Restate every entry word for word.

— Begin —

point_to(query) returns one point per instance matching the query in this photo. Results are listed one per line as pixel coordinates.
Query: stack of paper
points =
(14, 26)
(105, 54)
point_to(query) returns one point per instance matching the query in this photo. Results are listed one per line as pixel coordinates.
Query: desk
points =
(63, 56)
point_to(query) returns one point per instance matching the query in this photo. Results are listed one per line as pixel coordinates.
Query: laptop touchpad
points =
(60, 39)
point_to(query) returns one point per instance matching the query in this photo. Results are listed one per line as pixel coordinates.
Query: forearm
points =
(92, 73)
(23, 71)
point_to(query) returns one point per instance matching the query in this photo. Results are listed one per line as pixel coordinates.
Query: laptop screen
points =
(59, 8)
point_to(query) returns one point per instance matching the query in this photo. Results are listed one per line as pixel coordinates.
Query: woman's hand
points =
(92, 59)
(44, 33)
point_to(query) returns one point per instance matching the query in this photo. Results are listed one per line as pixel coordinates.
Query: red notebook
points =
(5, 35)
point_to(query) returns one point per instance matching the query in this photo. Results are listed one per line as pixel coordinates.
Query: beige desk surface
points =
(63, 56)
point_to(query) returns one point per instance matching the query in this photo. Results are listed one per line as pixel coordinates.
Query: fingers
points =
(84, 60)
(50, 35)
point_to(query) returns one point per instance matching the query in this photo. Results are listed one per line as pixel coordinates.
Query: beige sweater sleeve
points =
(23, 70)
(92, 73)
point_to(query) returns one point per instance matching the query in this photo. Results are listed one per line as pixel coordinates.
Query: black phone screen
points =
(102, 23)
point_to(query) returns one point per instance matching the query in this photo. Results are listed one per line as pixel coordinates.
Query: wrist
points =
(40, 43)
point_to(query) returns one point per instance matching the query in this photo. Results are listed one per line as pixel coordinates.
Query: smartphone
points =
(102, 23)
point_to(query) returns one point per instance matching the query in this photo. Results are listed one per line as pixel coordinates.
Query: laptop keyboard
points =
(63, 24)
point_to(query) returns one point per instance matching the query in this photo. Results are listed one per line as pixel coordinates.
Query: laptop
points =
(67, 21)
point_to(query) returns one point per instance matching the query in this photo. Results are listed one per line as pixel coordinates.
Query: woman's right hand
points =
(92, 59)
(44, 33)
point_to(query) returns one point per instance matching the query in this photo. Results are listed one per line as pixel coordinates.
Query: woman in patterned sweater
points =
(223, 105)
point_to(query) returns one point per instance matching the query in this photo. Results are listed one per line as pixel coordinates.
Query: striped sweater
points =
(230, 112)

— End —

Solution
point_to(query) returns one point per instance matching the query in this photo. Results are listed one per line as pixel coordinates.
Query: stack of paper
points =
(14, 26)
(105, 54)
point_to(query) returns one point per instance matching the query in this photo. Results are listed one per line as pixel coordinates.
Query: desk
points =
(63, 56)
point_to(query) returns one point per instance matching the query in this photo. Results are listed one per line as pixel coordinates.
Query: laptop touchpad
points =
(60, 39)
point_to(query) returns one point per instance matching the query in this photo. Results are listed one per line as pixel coordinates.
Query: forearm
points =
(92, 73)
(23, 71)
point_to(query) returns one point per instance matching the query in this photo. Results are listed one per line as pixel coordinates.
Query: laptop screen
points =
(59, 8)
point_to(query) returns one point per instance matching the query in this photo. Results are listed one per line as pixel coordinates.
Query: woman's hand
points =
(92, 59)
(44, 33)
point_to(query) returns one point per instance matching the query in this photo. Results are listed one per line as pixel coordinates.
Query: red notebook
points =
(5, 35)
point_to(query) returns one point per instance matching the query in this photo. Results are listed one per line as pixel coordinates.
Query: beige desk surface
points =
(63, 56)
point_to(query) returns one point per instance matching the query in this photo. Results are listed one per line as pixel coordinates.
Query: fingers
points =
(84, 60)
(50, 35)
point_to(query) returns one point per instance matching the query in this photo. Results are listed one per line as pixel coordinates.
Query: beige sweater sleeve
points =
(23, 70)
(92, 73)
point_to(query) returns one point per instance matching the query in this photo. Results are listed one per line as pixel coordinates.
Query: black phone screen
points =
(102, 23)
point_to(query) returns one point per instance matching the query in this photo. Results are listed one per line as pixel coordinates.
Query: wrist
points =
(40, 43)
point_to(query) returns one point per instance matching the query in this photo. Results are listed one per line as pixel coordinates.
Query: smartphone
points =
(102, 23)
point_to(query) returns one point per instance matching the query in this photo. Results are listed one per line as pixel coordinates.
Query: laptop keyboard
points =
(63, 24)
point_to(query) returns one point per instance matching the query in this photo. Results are listed one per line as pixel coordinates.
Query: laptop
points =
(67, 21)
point_to(query) returns one point per instance matching the query in this photo. Results are listed one per line as pixel coordinates.
Query: woman's right hand
points =
(92, 59)
(44, 33)
point_to(query) returns one point per instance matching the query in this photo. Results are listed one per line as pixel coordinates.
Query: woman in patterned sweater
points =
(223, 105)
point_to(query) returns one point per instance matching the query in this photo. Results are listed one per line as pixel coordinates.
Query: striped sweater
points =
(230, 112)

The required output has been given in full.